By infinitesimal, I guess that you are referring to $dx$ or $dy$. Consider an intuitive, less formal explanation to what is $dx$? Imagine $dx$, as the smallest possible positive real number. See ** below. In practice, $dx$ is primarily considered in context of a ratio, $\frac{dy}{dx}$. This ratio is in many ways a slope.

Regarding, "Ïf motion in an infinitely small time interval is linear then why does a tangent to a circle have only one common point with the circle?" It is possible for a line to touch a circle at exactly one point. This has more details.

By definition, to be tangent means to contact at only one point. If a line contacts a circle at two points, it would be called a secant line.

Motion in an infinitely small time interval doesn't have to be linear. However, the real analysis course concludes that if we include some other concepts like limits, assuming $dx$ is linear works out the same even for an arc. However, in practice $dx$ is always linear.

:: Request a ::
Copy the part of the infinitesimals passage that starts at "By infinitesimal, I" and ends at "has more details.", and swap "slope" for "gradient".

:: Supplied material ::
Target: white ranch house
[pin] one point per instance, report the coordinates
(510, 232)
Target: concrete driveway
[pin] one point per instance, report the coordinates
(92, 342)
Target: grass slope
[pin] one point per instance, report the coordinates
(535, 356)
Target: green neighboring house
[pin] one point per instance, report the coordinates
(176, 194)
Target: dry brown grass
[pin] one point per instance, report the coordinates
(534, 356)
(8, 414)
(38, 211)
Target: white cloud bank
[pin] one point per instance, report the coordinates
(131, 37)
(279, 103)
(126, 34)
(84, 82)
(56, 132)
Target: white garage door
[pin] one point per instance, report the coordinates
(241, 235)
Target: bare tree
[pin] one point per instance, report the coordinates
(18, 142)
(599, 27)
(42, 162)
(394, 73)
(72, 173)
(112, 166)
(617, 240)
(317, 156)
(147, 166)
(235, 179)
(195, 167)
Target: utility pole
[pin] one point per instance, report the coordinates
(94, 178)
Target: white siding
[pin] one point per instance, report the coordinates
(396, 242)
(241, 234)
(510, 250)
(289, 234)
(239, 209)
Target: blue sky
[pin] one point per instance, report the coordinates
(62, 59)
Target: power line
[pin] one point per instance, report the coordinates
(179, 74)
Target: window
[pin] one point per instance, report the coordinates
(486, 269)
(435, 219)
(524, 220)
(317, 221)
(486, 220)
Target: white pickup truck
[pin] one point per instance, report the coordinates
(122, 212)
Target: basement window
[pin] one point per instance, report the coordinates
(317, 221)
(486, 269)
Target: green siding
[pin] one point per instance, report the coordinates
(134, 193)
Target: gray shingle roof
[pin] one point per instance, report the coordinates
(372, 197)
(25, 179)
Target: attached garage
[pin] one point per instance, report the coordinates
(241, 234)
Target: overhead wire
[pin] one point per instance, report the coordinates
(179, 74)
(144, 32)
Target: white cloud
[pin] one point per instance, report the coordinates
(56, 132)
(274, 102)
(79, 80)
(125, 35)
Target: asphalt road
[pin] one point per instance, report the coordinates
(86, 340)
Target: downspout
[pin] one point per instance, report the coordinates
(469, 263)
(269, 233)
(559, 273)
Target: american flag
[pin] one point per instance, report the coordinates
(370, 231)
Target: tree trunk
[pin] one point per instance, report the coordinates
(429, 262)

---

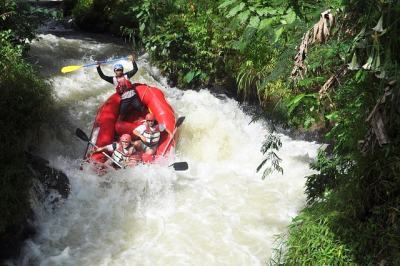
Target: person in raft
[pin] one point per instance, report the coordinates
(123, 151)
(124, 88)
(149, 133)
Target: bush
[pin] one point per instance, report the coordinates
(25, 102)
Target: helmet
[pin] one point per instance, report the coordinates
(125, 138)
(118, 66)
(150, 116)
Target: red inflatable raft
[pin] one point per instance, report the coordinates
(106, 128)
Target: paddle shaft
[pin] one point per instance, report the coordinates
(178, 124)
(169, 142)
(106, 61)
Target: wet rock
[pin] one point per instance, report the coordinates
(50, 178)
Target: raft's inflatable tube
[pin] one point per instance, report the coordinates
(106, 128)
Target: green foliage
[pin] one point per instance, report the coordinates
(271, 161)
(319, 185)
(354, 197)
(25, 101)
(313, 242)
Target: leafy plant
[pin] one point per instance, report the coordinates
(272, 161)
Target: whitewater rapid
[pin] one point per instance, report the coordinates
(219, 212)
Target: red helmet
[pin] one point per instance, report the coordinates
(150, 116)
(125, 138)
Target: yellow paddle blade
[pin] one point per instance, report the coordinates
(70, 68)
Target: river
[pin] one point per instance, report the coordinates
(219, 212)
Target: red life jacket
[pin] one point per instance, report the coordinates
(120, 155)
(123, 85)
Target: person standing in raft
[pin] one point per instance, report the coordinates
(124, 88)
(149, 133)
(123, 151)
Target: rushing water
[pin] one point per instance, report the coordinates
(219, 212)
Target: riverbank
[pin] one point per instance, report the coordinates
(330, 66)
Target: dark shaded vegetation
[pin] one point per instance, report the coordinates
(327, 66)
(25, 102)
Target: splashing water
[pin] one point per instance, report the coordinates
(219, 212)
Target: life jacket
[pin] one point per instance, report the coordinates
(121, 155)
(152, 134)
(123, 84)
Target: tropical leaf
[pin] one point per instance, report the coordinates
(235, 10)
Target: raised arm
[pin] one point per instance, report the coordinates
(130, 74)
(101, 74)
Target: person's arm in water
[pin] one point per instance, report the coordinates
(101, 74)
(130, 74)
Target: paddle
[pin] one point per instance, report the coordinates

:: Request b ::
Gather every line of the listing that has the word "life" in it.

:: Full solution a ::
By infinitesimal, I guess that you are referring to $dx$ or $dy$. Consider an intuitive, less formal explanation to what is $dx$? Imagine $dx$, as the smallest possible positive real number. See ** below. In practice, $dx$ is primarily considered in context of a ratio, $\frac{dy}{dx}$. This ratio is in many ways a gradient.

Regarding, "Ïf motion in an infinitely small time interval is linear then why does a tangent to a circle have only one common point with the circle?" It is possible for a line to touch a circle at exactly one point. This has more details.

:: Full solution b ::
Target: red life jacket
Target: life jacket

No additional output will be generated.